§ **INSTRUCTION**:
Reproduce a passage from the book review word for word, beginning with "With her first" and ending after "think those thoughts.".

With her first child Lainey, Kelle didn't worry about how she was going to love her child. Lainey was healthy and beautiful. Lainey is acting like any normal two-year-old. She is excited about being a big sister. Her two-year-old brain isn't worrying about how the world will respond to Nella. But Kelle is worrying how the world will respond to Nella. Will people make fun of her? Will she be able to do all the things Lainey can do? And most important, can Kelle love her daughter the same way she loves Lainey? In those hours and days immediately following Nella's birth, all sorts of thoughts crossed Kelle's mind. She didn't want to think those thoughts.

A swarm of friends and family were constantly on hand to help soften the blow. Even strangers helped Kelle realize how lucky she was. Her child was alive when so many others in similar situations weren't. She has so much to be thankful for. She has two children, a husband, two stepsons, a nice home, and lots of support. She had friends and family who were willing to drop everything to comfort her. Not everyone is that lucky.

She's afraid of educating herself about Down Syndrome. She's afraid of learning all the potential health hazards. But she also seemed afraid of learning all the good things that can happen when raising a child with Down Syndrome. When she went to support groups, Kelle felt out of place. This wasn't for her she didn't belong, but eventually Kelle realized she did belong. But sometimes the book felt a little "woe is me." We hear mostly from Kelle. I wanted to hear more from her husband. He took it just as hard, but I wonder if he had the same thoughts as Kelle. Did he worry about loving Nella?

Visually, the book is very pretty to look at. The book is full glossy photographs of Kelle and her family. I think that's part of what kept my attention. At times the content didn't seem to go as deep as the photos. Kelle seemed to be wallowing in self-pity a little too much. But her honesty is refreshing. Yes she loves Nella, but how many parents would put their initial disappointment with their child in print?

Rating: Give it a try


Note: I received a copy of the book from the publisher (William Morrow) in exchange for an honest review.

§ **MATERIAL PROVIDED**:
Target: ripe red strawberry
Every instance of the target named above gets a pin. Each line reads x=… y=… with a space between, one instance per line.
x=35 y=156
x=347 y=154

§ **FINAL RESULT**:
With her first child Lainey, Kelle didn't worry about how she was going to love her child. Lainey was healthy and beautiful. Lainey is acting like any normal two-year-old. She is excited about being a big sister. Her two-year-old brain isn't worrying about how the world will respond to Nella. But Kelle is worrying how the world will respond to Nella. Will people make fun of her? Will she be able to do all the things Lainey can do? And most important, can Kelle love her daughter the same way she loves Lainey? In those hours and days immediately following Nella's birth, all sorts of thoughts crossed Kelle's mind. She didn't want to think those thoughts.